* The exercise
Put every line of the data below into a Markdown table with two columns, No. and Entry. Number the lines in order and skip any blank lines.

* Data lines
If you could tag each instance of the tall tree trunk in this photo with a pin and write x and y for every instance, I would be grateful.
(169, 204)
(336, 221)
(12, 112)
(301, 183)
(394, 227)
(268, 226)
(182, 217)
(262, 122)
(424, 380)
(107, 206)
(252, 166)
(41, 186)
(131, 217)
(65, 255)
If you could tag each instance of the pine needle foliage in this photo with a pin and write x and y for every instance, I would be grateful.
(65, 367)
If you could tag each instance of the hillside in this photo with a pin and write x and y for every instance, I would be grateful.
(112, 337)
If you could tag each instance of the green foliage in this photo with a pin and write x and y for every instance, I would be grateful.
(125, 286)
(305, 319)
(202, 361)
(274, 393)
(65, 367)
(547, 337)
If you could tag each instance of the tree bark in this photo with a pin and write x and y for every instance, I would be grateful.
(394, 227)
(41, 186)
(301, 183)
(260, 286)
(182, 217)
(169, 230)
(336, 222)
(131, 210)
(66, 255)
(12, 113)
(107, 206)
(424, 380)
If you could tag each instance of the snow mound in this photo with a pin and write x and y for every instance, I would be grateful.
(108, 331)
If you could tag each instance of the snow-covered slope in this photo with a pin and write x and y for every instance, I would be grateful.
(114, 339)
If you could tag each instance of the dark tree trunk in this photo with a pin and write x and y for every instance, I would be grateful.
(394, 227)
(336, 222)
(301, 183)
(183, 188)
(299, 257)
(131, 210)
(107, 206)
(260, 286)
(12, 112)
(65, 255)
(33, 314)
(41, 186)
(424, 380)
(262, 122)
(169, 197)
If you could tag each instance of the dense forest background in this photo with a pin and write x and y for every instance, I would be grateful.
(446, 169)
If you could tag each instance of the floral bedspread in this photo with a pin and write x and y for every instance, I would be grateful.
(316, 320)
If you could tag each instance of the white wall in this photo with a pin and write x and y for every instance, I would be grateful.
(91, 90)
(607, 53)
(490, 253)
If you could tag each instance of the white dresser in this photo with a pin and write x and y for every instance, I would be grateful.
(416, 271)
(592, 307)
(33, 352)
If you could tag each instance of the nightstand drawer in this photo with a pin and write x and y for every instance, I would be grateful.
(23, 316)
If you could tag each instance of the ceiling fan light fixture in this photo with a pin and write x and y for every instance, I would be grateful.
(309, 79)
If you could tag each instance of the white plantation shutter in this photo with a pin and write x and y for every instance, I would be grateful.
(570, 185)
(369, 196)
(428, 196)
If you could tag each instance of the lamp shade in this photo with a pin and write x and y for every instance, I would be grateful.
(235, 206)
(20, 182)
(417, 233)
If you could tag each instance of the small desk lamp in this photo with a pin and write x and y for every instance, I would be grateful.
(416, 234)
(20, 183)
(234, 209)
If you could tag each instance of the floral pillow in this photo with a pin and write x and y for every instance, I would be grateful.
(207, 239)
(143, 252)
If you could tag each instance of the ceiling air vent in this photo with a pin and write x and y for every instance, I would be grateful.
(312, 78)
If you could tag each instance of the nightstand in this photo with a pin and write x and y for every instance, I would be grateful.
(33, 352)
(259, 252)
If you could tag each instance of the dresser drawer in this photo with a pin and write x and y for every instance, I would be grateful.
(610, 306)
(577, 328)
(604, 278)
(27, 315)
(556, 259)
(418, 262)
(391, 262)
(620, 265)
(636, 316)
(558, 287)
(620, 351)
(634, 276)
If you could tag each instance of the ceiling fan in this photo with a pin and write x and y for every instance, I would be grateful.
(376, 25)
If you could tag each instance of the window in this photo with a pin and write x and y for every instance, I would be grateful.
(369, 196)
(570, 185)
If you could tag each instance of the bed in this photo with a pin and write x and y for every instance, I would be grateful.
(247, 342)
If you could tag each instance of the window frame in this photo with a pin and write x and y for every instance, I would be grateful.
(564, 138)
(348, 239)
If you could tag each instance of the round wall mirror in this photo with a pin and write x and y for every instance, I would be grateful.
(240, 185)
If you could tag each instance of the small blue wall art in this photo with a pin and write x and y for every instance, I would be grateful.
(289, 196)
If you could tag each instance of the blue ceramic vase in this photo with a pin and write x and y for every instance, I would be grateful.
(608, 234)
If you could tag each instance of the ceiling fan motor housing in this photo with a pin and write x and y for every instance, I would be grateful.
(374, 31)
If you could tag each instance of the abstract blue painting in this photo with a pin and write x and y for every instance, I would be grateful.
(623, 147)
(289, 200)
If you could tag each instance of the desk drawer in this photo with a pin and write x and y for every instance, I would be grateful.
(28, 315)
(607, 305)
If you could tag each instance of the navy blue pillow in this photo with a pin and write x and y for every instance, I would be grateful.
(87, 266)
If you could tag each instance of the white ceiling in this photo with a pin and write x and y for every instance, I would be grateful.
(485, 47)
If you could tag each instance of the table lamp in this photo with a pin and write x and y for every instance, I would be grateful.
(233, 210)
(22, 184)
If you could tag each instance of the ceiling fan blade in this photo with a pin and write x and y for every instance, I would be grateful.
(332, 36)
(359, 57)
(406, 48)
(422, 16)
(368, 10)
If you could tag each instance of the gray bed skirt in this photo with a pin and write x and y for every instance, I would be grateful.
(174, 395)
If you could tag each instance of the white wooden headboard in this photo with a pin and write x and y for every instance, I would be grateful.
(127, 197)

* The response
| No. | Entry |
|---|---|
| 1 | If you could tag each instance of the tall tree trunk in this photo with a pin and write x and y for every instance, I would be grateful. |
| 2 | (169, 204) |
| 3 | (336, 221) |
| 4 | (12, 112) |
| 5 | (301, 183) |
| 6 | (394, 227) |
| 7 | (268, 226) |
| 8 | (182, 217) |
| 9 | (262, 122) |
| 10 | (424, 380) |
| 11 | (107, 206) |
| 12 | (252, 166) |
| 13 | (41, 186) |
| 14 | (131, 217) |
| 15 | (65, 255) |
| 16 | If you could tag each instance of the pine needle foliage in this photo with a pin and write x and y for every instance, I would be grateful. |
| 17 | (65, 367) |
| 18 | If you could tag each instance of the hillside in this photo with a pin and write x and y for every instance, I would be grateful. |
| 19 | (112, 337) |
| 20 | If you could tag each instance of the green foliage in this photo with a pin and write x and y for every instance, I would be grateful. |
| 21 | (125, 286) |
| 22 | (305, 319) |
| 23 | (202, 361) |
| 24 | (274, 393) |
| 25 | (65, 367) |
| 26 | (547, 337) |
| 27 | If you could tag each instance of the tree bark in this photo with a pin and write x and y for every instance, I would be grateful. |
| 28 | (394, 227) |
| 29 | (41, 186) |
| 30 | (301, 183) |
| 31 | (260, 286) |
| 32 | (182, 217) |
| 33 | (169, 230) |
| 34 | (336, 222) |
| 35 | (131, 210) |
| 36 | (66, 255) |
| 37 | (12, 113) |
| 38 | (107, 206) |
| 39 | (424, 380) |
| 40 | If you could tag each instance of the snow mound in this photo with a pin and write x and y for every instance, I would be grateful. |
| 41 | (108, 331) |
| 42 | If you could tag each instance of the snow-covered slope in this photo with a pin and write x and y for every instance, I would be grateful. |
| 43 | (114, 339) |
| 44 | If you could tag each instance of the dark tree trunk in this photo with a pin and write x and y for every instance, I would be grateful. |
| 45 | (394, 227) |
| 46 | (336, 222) |
| 47 | (301, 183) |
| 48 | (183, 188) |
| 49 | (299, 257) |
| 50 | (131, 210) |
| 51 | (107, 206) |
| 52 | (260, 286) |
| 53 | (12, 112) |
| 54 | (65, 255) |
| 55 | (33, 314) |
| 56 | (41, 186) |
| 57 | (424, 380) |
| 58 | (262, 122) |
| 59 | (169, 197) |
| 60 | If you could tag each instance of the dense forest background in this photo with a pin and write x and y for every instance, I would be grateful. |
| 61 | (446, 169) |
| 62 | If you could tag each instance of the floral bedspread in this photo with a pin and write x and y for every instance, I would be grateful. |
| 63 | (316, 320) |
| 64 | If you could tag each instance of the white wall in this photo with a pin and write x and y for every instance, I would be grateful. |
| 65 | (91, 90) |
| 66 | (607, 53) |
| 67 | (490, 253) |
| 68 | If you could tag each instance of the white dresser in this photo with a pin and write x and y for every instance, I would be grateful. |
| 69 | (416, 271) |
| 70 | (592, 307) |
| 71 | (33, 352) |
| 72 | If you could tag each instance of the nightstand drawer in this photo with a pin and write x and y for every instance, I would be grateful. |
| 73 | (23, 316) |
| 74 | If you could tag each instance of the ceiling fan light fixture in this photo with a pin and write x and y for every instance, I would be grateful. |
| 75 | (309, 79) |
| 76 | If you could tag each instance of the white plantation shutter in this photo with a pin and write x and y for every instance, I would be grateful. |
| 77 | (570, 185) |
| 78 | (369, 196) |
| 79 | (428, 196) |
| 80 | If you could tag each instance of the lamp shade in this photo with a pin and write x and y for every instance, I would be grateful. |
| 81 | (235, 206) |
| 82 | (20, 182) |
| 83 | (417, 233) |
| 84 | If you could tag each instance of the small desk lamp in this photo with a pin and write x and y for every instance, I would be grateful. |
| 85 | (416, 234) |
| 86 | (20, 183) |
| 87 | (234, 209) |
| 88 | If you could tag each instance of the floral pillow in this photo with a pin and write x and y for every instance, I would be grateful. |
| 89 | (207, 239) |
| 90 | (143, 252) |
| 91 | If you could tag each instance of the ceiling air vent in this photo with a pin and write x and y for every instance, I would be grateful. |
| 92 | (312, 78) |
| 93 | If you could tag each instance of the nightstand in this photo with a pin and write x and y for every instance, I would be grateful. |
| 94 | (33, 352) |
| 95 | (259, 252) |
| 96 | If you could tag each instance of the dresser drawer in this photo with a pin and write x and y for every instance, I would be grateful. |
| 97 | (610, 306) |
| 98 | (577, 328) |
| 99 | (604, 278) |
| 100 | (27, 315) |
| 101 | (556, 259) |
| 102 | (418, 262) |
| 103 | (391, 262) |
| 104 | (620, 265) |
| 105 | (636, 316) |
| 106 | (558, 287) |
| 107 | (620, 351) |
| 108 | (634, 276) |
| 109 | If you could tag each instance of the ceiling fan in this photo with a pin and write x and y for every instance, I would be grateful. |
| 110 | (376, 25) |
| 111 | If you could tag each instance of the window in this photo with a pin and write x and y for every instance, I would be grateful. |
| 112 | (369, 196) |
| 113 | (570, 185) |
| 114 | If you could tag each instance of the bed in this photo with a pin and write x and y for every instance, I would be grateful. |
| 115 | (247, 342) |
| 116 | If you could tag each instance of the window frame in this photo with a pin and write x and y for every instance, I would be grateful. |
| 117 | (564, 138) |
| 118 | (348, 239) |
| 119 | If you could tag each instance of the round wall mirror in this photo with a pin and write x and y for every instance, I would be grateful. |
| 120 | (240, 185) |
| 121 | If you could tag each instance of the small blue wall art in this photo with a pin and write x and y for every instance, I would be grateful. |
| 122 | (289, 196) |
| 123 | If you could tag each instance of the blue ceramic vase in this photo with a pin and write x and y for every instance, I would be grateful. |
| 124 | (608, 234) |
| 125 | If you could tag each instance of the ceiling fan motor housing in this photo with a pin and write x and y for every instance, I would be grateful. |
| 126 | (374, 31) |
| 127 | If you could tag each instance of the abstract blue painting in this photo with a pin and write x and y for every instance, I would be grateful. |
| 128 | (623, 147) |
| 129 | (289, 200) |
| 130 | If you could tag each instance of the desk drawer in this photo with a pin and write x and y for every instance, I would be grateful. |
| 131 | (28, 315) |
| 132 | (607, 305) |
| 133 | If you could tag each instance of the navy blue pillow in this photo with a pin and write x and y for every instance, I would be grateful. |
| 134 | (87, 266) |
| 135 | If you could tag each instance of the white ceiling in this photo with a pin and write x and y for every instance, I would be grateful. |
| 136 | (485, 47) |
| 137 | If you could tag each instance of the table lamp in this photo with a pin and write x and y for every instance, I would be grateful. |
| 138 | (233, 210) |
| 139 | (22, 184) |
| 140 | If you could tag each instance of the ceiling fan blade in this photo with a pin and write x and y for every instance, I would be grateful. |
| 141 | (332, 36) |
| 142 | (359, 57) |
| 143 | (406, 48) |
| 144 | (422, 16) |
| 145 | (368, 10) |
| 146 | If you could tag each instance of the gray bed skirt in this photo with a pin and write x and y for every instance, I would be grateful. |
| 147 | (174, 395) |
| 148 | If you could tag each instance of the white wooden headboard in this photo with a pin and write x and y for every instance, I would be grateful. |
| 149 | (127, 197) |